Oral administration of the lactic acid bacterium Pediococcus acidilactici attenuates atherosclerosis in mice by inducing tolerogenic dendritic cells

  • Taiji Mizoguchi
  • Kazuyuki Kasahara
  • Tomoya YamashitaEmail author
  • Naoto Sasaki
  • Keiko Yodoi
  • Takuya Matsumoto
  • Takuo Emoto
  • Tomohiro Hayashi
  • Naoki Kitano
  • Naofumi Yoshida
  • Hilman Zulkifli Amin
  • Ken-ichi Hirata
Original Article

Abstract

The intestinal microbiota appears to play an important role in the development of atherosclerosis. We investigated the effect of the probiotic lactic acid bacterium Pediococcus acidilactici R037 on atherosclerosis using apolipoprotein E-deficient (ApoE −/−) mice. Six-week-old ApoE −/− mice were orally administered R037 six times a week. Mice treated with R037 for 12 weeks exhibited markedly attenuated atherosclerotic lesions in the aortic root (2.3 ± 0.15 × 105 µm2 vs. 3.3 ± 0.29 × 105 µm2, respectively; P < 0.01; n = 15–17 each group). The expression of Ki-67 in CD4+ T cells, the population of interferon γ-producing CD4+ T cells in the spleen, and pro-inflammatory cytokine production from splenic lymphocytes were significantly decreased in R037-treated mice. Interestingly, splenic dendritic cells (DCs) isolated from R037-treated mice suppressed CD4+ T-cell proliferation and pro-inflammatory cytokine production ex vivo, suggesting that R037 treatment induced tolerogenic DCs. Programmed cell death ligand 1 expression in DCs was significantly enhanced in R037-treated mice, which might explain the immunosuppressive effect of DCs at least in part. These results indicate that R037 attenuates atherosclerosis by inducing tolerogenic DCs, which suppress Th1-driven inflammation and the proliferative activity of CD4+ T cells. Our findings may provide a novel therapeutic approach for the prevention of atherosclerosis based on dietary supplementation with probiotics.

_Information given_
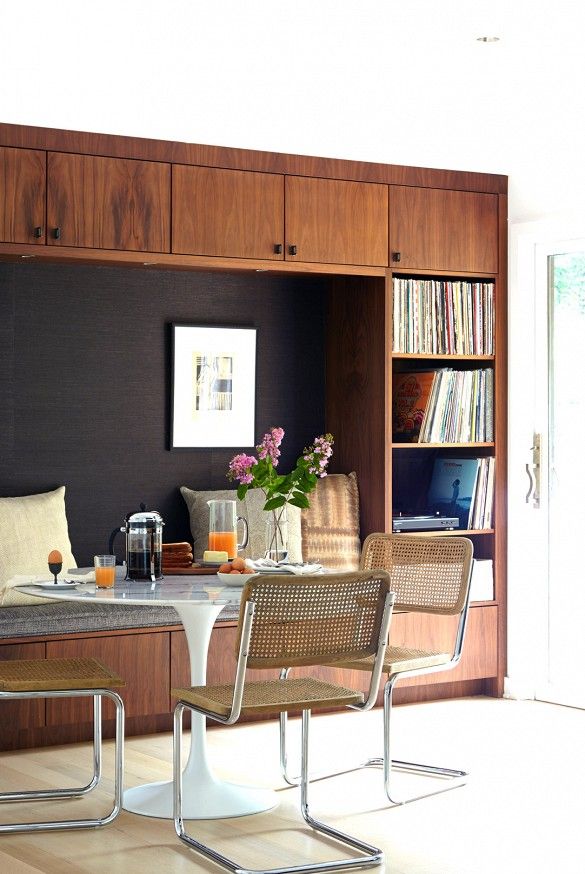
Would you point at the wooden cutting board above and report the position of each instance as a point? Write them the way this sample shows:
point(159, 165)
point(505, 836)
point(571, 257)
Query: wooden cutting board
point(188, 571)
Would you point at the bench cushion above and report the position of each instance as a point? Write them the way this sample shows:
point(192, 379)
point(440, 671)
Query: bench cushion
point(67, 618)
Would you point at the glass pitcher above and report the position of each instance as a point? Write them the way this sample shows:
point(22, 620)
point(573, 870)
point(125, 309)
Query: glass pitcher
point(223, 528)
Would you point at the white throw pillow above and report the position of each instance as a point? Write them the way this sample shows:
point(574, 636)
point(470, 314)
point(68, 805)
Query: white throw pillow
point(30, 527)
point(251, 510)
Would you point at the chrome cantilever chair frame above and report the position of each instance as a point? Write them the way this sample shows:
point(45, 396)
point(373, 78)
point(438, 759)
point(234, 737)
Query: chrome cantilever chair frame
point(77, 792)
point(456, 778)
point(370, 856)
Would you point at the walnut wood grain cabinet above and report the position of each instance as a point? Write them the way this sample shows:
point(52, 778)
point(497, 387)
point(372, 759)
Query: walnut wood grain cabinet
point(335, 221)
point(438, 229)
point(227, 213)
point(108, 203)
point(22, 715)
point(22, 200)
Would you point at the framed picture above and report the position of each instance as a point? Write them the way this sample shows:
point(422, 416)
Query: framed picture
point(213, 386)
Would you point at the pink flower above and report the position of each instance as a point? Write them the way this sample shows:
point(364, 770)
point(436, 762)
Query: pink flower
point(239, 468)
point(318, 454)
point(269, 446)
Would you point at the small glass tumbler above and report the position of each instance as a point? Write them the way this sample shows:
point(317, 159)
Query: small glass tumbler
point(105, 571)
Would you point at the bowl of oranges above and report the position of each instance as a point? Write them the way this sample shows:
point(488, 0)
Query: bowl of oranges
point(235, 573)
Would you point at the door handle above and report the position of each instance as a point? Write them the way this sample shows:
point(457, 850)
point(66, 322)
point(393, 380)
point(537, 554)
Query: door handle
point(533, 471)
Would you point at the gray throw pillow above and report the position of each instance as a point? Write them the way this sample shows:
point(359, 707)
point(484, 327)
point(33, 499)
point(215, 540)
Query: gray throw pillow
point(251, 510)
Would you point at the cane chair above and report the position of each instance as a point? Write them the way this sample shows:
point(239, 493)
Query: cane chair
point(295, 621)
point(66, 678)
point(428, 575)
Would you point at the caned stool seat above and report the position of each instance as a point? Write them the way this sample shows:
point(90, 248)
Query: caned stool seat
point(49, 675)
point(66, 678)
point(399, 658)
point(270, 696)
point(300, 621)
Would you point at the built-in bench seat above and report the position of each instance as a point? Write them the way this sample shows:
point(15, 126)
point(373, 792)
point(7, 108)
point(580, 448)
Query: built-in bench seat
point(43, 620)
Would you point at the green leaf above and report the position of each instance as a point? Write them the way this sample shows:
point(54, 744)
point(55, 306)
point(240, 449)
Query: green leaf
point(296, 502)
point(274, 503)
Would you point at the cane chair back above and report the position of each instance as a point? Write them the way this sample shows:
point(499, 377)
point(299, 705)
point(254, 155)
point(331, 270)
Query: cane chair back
point(428, 574)
point(312, 620)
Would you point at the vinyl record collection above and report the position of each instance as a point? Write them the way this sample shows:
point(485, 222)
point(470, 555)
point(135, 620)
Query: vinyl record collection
point(441, 317)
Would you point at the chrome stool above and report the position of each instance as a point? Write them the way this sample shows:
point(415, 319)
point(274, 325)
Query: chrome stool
point(66, 678)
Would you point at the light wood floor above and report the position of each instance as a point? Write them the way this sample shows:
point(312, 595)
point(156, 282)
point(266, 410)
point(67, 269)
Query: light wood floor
point(521, 811)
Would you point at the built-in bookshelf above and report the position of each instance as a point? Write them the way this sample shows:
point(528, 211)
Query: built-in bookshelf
point(443, 376)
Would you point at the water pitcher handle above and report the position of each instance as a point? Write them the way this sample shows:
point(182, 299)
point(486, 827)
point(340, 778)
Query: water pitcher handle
point(113, 537)
point(244, 522)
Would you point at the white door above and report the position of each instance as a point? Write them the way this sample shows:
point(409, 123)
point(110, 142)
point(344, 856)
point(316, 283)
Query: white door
point(547, 430)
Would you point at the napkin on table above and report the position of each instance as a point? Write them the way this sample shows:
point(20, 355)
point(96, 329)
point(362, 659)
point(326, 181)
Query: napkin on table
point(297, 569)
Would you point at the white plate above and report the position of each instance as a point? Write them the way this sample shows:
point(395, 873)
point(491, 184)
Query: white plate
point(234, 579)
point(273, 570)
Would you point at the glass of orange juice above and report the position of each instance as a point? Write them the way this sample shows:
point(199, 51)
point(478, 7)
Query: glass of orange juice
point(105, 571)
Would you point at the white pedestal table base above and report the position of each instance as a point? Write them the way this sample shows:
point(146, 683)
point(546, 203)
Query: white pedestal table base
point(204, 795)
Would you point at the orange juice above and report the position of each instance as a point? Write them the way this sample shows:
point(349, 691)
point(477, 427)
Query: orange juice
point(104, 577)
point(224, 541)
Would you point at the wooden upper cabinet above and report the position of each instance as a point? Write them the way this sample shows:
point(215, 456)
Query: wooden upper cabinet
point(108, 203)
point(438, 229)
point(22, 195)
point(336, 222)
point(228, 213)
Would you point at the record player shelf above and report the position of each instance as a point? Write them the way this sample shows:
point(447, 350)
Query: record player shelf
point(363, 364)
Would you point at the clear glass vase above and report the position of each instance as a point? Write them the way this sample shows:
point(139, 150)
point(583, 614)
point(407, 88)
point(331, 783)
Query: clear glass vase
point(276, 535)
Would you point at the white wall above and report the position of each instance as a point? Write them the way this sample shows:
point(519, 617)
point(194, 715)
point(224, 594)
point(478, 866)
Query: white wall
point(378, 80)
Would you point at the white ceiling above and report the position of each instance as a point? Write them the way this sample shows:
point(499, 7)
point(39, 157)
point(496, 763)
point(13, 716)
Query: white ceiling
point(398, 82)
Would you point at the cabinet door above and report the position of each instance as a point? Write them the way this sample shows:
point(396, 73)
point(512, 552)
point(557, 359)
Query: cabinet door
point(228, 213)
point(22, 196)
point(336, 222)
point(108, 203)
point(436, 229)
point(29, 712)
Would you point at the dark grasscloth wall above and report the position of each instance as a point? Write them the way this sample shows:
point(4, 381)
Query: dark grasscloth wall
point(84, 383)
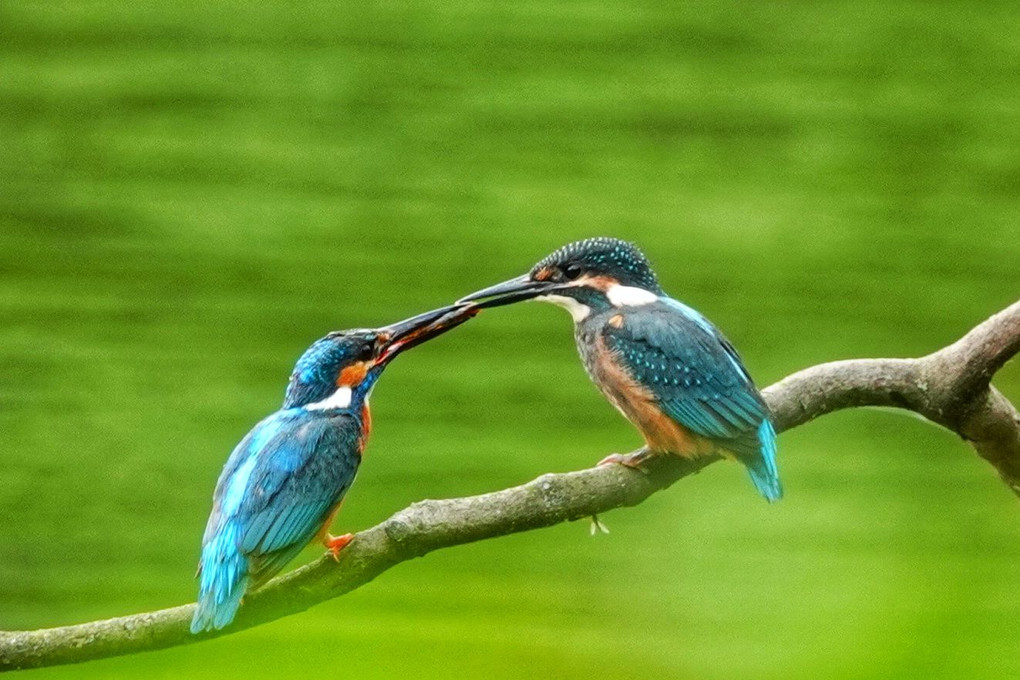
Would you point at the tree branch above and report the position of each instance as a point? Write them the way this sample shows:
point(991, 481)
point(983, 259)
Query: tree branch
point(950, 387)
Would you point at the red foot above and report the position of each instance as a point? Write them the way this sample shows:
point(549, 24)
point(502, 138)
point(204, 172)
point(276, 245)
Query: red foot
point(334, 544)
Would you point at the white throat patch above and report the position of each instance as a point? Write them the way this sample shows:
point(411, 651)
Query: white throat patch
point(629, 296)
point(577, 311)
point(338, 400)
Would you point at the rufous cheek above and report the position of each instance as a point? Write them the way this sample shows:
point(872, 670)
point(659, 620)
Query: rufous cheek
point(352, 375)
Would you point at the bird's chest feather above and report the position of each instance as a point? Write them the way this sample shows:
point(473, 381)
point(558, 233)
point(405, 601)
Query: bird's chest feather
point(636, 402)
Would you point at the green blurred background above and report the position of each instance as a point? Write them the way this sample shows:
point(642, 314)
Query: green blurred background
point(192, 192)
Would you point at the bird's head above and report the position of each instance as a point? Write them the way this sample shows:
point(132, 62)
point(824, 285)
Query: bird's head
point(340, 370)
point(595, 273)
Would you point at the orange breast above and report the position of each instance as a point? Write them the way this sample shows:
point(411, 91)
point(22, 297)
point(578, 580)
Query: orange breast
point(638, 404)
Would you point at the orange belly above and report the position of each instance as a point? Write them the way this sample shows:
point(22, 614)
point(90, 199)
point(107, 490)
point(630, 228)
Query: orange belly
point(638, 404)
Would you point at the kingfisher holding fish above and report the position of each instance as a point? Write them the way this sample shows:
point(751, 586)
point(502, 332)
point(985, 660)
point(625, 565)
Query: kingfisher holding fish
point(285, 481)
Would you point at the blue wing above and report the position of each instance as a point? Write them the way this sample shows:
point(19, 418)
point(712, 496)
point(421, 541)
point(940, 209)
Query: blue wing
point(700, 381)
point(276, 489)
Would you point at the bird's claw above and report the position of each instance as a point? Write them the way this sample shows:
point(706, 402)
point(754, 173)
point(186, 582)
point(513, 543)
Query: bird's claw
point(334, 544)
point(632, 461)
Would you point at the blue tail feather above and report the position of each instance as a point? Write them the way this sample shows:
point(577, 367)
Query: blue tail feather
point(763, 471)
point(222, 583)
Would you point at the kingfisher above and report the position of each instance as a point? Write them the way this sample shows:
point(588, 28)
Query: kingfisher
point(661, 363)
point(286, 480)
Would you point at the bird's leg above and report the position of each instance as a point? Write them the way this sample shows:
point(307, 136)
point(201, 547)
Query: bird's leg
point(632, 460)
point(334, 544)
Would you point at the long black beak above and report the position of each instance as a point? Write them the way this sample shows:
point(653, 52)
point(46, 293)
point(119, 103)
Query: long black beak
point(415, 330)
point(509, 292)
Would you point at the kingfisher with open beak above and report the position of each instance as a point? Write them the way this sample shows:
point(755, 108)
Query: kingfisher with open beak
point(662, 364)
point(285, 481)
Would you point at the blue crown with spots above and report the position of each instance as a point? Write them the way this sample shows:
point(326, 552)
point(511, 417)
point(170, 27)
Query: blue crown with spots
point(604, 257)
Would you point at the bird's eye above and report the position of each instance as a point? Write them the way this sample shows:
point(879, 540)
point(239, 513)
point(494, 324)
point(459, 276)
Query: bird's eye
point(571, 271)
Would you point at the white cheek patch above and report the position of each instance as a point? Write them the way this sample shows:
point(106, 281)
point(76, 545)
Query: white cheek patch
point(629, 296)
point(578, 311)
point(338, 400)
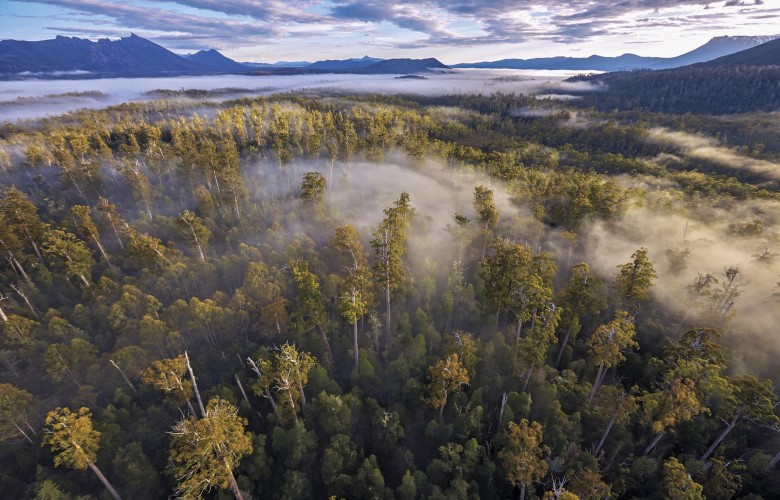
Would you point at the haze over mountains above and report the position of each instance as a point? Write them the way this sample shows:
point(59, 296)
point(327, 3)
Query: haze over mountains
point(716, 47)
point(134, 56)
point(743, 82)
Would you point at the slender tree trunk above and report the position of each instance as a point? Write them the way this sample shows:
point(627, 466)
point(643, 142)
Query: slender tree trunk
point(303, 396)
point(116, 233)
point(104, 481)
point(389, 329)
point(101, 249)
point(597, 383)
point(195, 386)
point(191, 408)
point(233, 484)
point(26, 299)
point(720, 438)
point(270, 398)
point(563, 346)
point(357, 347)
point(611, 422)
point(653, 443)
point(485, 240)
point(127, 380)
point(292, 406)
point(504, 397)
point(326, 342)
point(21, 431)
point(528, 374)
point(243, 392)
point(517, 336)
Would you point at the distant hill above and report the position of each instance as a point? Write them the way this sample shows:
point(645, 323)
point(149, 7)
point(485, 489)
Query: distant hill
point(131, 56)
point(278, 64)
point(716, 47)
point(744, 82)
point(363, 62)
point(404, 66)
point(767, 54)
point(213, 59)
point(383, 67)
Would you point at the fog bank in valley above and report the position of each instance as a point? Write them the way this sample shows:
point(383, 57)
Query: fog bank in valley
point(658, 221)
point(119, 90)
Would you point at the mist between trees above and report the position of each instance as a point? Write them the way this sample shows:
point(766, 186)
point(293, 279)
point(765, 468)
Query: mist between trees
point(378, 296)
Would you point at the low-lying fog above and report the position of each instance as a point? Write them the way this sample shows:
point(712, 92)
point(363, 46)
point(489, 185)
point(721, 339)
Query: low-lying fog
point(36, 98)
point(660, 220)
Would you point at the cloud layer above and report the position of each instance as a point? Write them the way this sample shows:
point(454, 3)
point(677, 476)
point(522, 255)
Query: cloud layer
point(196, 24)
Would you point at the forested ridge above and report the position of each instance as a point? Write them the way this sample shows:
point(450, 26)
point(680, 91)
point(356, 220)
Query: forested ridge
point(690, 89)
point(387, 297)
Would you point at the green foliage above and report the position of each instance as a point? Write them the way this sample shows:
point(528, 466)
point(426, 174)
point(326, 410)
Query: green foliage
point(140, 230)
point(204, 452)
point(71, 437)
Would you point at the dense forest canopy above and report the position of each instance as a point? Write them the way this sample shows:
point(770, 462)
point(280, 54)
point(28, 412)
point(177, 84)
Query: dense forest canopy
point(365, 296)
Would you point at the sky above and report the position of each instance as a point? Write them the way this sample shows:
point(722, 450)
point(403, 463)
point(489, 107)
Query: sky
point(451, 30)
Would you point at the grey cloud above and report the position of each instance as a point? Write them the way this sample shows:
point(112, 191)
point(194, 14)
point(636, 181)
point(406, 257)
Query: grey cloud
point(136, 17)
point(263, 10)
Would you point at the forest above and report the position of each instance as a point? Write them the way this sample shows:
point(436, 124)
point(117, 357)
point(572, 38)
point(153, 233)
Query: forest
point(691, 89)
point(329, 295)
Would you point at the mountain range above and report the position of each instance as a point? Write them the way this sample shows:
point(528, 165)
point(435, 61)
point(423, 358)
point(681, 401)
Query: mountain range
point(218, 62)
point(129, 56)
point(743, 82)
point(716, 47)
point(134, 56)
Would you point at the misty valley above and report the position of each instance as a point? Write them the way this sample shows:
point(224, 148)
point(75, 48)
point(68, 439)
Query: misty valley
point(483, 283)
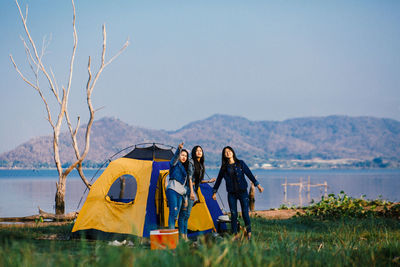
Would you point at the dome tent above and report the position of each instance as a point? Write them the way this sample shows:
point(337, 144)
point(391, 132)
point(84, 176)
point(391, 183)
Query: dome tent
point(129, 198)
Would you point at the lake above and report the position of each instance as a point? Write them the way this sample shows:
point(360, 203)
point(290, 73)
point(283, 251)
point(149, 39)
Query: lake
point(23, 191)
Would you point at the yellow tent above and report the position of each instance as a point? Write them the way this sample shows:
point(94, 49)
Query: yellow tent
point(129, 198)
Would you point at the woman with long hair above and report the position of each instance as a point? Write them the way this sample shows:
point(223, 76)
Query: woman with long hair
point(199, 168)
point(233, 171)
point(197, 162)
point(180, 173)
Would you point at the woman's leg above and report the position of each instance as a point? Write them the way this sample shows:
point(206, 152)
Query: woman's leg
point(244, 204)
point(232, 201)
point(174, 204)
point(181, 218)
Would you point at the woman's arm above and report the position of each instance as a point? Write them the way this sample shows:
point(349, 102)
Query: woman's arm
point(212, 180)
point(175, 158)
point(190, 177)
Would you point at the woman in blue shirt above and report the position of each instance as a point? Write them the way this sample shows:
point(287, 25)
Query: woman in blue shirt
point(179, 183)
point(233, 171)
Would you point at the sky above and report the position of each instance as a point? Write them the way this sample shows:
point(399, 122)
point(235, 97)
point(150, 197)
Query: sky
point(188, 60)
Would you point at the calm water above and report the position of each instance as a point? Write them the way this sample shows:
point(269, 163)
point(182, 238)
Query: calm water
point(22, 191)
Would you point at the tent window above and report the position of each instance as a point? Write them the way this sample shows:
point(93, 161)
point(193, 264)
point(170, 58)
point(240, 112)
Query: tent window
point(123, 189)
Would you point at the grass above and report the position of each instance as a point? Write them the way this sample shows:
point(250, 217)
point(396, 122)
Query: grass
point(300, 241)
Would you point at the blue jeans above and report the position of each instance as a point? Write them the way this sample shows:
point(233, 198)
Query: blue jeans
point(184, 215)
point(243, 198)
point(174, 203)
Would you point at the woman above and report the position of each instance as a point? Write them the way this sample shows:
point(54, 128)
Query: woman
point(233, 171)
point(198, 175)
point(199, 170)
point(179, 174)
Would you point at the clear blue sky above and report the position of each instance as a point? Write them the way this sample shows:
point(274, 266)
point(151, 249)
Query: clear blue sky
point(263, 60)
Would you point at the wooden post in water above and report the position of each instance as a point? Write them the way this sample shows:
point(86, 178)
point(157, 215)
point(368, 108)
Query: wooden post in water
point(300, 189)
point(285, 190)
point(308, 190)
point(252, 199)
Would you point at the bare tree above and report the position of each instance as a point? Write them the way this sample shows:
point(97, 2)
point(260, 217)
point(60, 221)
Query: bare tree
point(40, 70)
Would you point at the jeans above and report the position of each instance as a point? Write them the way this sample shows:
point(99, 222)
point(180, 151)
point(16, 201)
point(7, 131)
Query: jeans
point(184, 215)
point(174, 203)
point(243, 198)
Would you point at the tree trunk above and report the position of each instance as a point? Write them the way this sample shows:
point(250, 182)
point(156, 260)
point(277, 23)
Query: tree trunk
point(60, 196)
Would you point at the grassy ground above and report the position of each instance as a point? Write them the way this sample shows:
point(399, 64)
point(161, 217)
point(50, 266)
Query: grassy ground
point(300, 241)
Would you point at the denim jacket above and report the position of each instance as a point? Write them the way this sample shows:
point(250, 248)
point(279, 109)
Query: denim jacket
point(177, 170)
point(234, 177)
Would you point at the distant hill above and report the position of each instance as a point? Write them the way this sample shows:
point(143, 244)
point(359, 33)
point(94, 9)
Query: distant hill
point(363, 141)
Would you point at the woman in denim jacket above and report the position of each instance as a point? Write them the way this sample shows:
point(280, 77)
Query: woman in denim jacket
point(179, 182)
point(233, 171)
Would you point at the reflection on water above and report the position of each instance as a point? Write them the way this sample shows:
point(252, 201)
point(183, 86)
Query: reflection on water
point(21, 192)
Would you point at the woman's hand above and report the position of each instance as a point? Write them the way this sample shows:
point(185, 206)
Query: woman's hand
point(260, 188)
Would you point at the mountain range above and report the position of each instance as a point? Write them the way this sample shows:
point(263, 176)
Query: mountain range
point(363, 141)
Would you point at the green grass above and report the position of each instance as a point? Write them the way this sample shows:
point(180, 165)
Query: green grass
point(301, 241)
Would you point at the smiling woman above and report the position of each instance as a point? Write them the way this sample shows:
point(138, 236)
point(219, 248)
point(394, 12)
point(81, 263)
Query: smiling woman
point(123, 189)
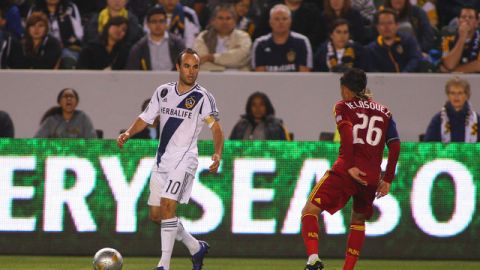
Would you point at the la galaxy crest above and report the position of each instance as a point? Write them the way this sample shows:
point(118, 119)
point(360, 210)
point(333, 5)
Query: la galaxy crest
point(190, 102)
point(291, 55)
point(164, 92)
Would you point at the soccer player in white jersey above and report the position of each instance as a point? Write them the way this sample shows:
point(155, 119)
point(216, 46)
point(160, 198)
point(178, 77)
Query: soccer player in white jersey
point(182, 107)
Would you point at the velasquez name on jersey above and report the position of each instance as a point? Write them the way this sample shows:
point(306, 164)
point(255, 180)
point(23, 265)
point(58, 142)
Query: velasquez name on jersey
point(367, 104)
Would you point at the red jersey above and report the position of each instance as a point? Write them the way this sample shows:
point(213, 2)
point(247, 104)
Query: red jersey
point(372, 126)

_What is required_
Answer these questions from the article abstract on Pediococcus acidilactici and atherosclerosis:
(a) How old were the ApoE −/− mice when oral administration of R037 began?
(b) For how many weeks were the mice treated with R037 before their atherosclerotic lesions were compared?
(c) Which molecule's expression in dendritic cells was significantly enhanced in R037-treated mice?
The records are separate material and have no connection to the article abstract.

_Result of this task_
(a) Six weeks old.
(b) 12 weeks.
(c) Programmed cell death ligand 1.